§ **AIM**
Return each line of the records below that contains the word "white".

§ **PROVIDED RECORDS**
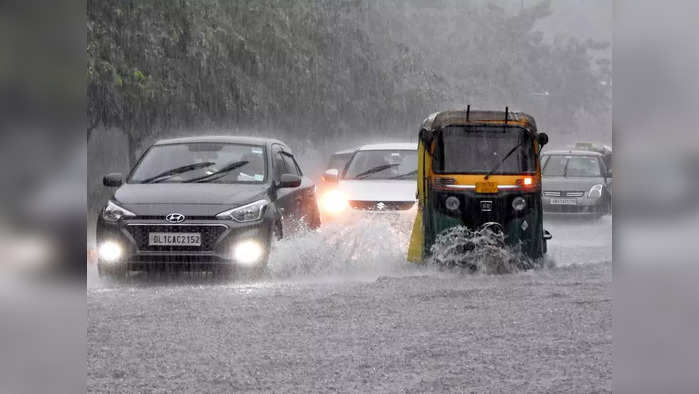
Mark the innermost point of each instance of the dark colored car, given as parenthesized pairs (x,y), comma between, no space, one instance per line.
(204,203)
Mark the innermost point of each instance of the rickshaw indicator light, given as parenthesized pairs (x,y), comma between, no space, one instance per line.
(452,203)
(519,203)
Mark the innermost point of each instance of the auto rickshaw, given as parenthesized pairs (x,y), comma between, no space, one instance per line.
(479,169)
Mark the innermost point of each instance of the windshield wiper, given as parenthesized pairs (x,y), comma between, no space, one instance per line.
(218,174)
(175,171)
(503,159)
(374,170)
(403,175)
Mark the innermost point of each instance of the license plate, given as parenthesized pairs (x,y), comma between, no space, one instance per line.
(564,201)
(174,239)
(486,187)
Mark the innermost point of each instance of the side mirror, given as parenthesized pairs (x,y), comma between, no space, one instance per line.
(112,180)
(289,180)
(331,175)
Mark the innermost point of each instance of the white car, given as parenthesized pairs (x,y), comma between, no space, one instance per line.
(378,178)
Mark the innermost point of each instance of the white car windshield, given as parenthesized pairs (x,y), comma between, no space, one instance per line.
(571,166)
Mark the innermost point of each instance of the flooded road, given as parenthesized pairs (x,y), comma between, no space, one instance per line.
(341,310)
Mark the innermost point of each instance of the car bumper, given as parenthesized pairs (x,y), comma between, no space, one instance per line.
(582,206)
(351,213)
(218,240)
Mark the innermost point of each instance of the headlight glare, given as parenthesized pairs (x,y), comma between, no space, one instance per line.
(519,203)
(113,212)
(333,202)
(246,213)
(248,252)
(595,192)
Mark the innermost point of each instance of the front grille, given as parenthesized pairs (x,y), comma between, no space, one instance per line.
(382,205)
(209,236)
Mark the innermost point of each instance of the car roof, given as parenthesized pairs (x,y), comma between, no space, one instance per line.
(390,146)
(221,139)
(344,152)
(573,152)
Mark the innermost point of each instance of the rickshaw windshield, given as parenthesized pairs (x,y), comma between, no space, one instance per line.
(479,149)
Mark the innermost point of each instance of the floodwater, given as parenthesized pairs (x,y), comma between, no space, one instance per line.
(341,310)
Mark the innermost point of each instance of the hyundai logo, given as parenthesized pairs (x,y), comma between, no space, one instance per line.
(175,218)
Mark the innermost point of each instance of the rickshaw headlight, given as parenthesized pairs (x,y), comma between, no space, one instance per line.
(452,203)
(519,203)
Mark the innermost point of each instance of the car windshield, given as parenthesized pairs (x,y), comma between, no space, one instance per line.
(571,166)
(339,160)
(202,162)
(383,164)
(481,149)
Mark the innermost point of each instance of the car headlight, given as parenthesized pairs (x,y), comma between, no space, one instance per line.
(519,203)
(333,202)
(248,252)
(246,213)
(595,192)
(110,251)
(113,212)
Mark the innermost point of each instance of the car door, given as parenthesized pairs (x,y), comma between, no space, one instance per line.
(285,197)
(306,206)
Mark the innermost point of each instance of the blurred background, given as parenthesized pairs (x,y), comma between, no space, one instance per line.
(75,105)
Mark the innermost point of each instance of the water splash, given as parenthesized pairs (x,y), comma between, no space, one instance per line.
(359,245)
(481,251)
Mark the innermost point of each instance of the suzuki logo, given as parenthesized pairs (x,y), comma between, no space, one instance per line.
(175,218)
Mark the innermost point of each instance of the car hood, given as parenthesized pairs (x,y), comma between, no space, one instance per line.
(559,183)
(378,190)
(188,193)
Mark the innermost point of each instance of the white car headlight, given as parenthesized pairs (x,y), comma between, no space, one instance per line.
(113,212)
(248,252)
(246,213)
(333,202)
(595,192)
(110,251)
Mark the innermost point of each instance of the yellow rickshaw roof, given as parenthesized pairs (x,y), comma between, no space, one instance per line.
(464,118)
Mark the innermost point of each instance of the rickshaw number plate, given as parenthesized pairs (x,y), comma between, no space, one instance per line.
(486,187)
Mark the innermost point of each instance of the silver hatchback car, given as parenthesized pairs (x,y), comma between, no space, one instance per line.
(576,182)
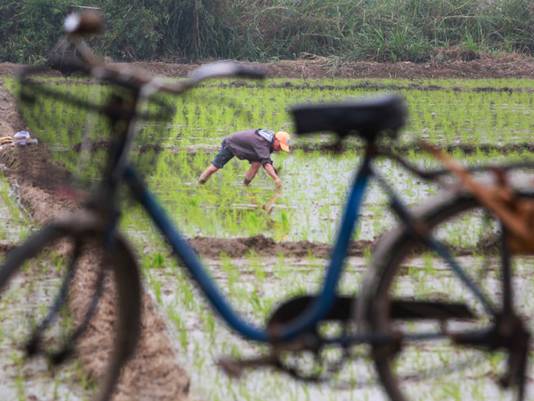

§ **WRITTEN SOLUTION**
Mark the innermost point of each instance of the white car, given as parenthesized pairs (x,y), comma between, no space, one instance per line.
Mark the innermost point of each instance of the white car windshield, given as parenthesized pairs (x,y), comma between, no space, one instance per line.
Mark the innermost point of each instance of the white car headlight, given as parenthesized pairs (x,y), comma between, no space, one instance per line.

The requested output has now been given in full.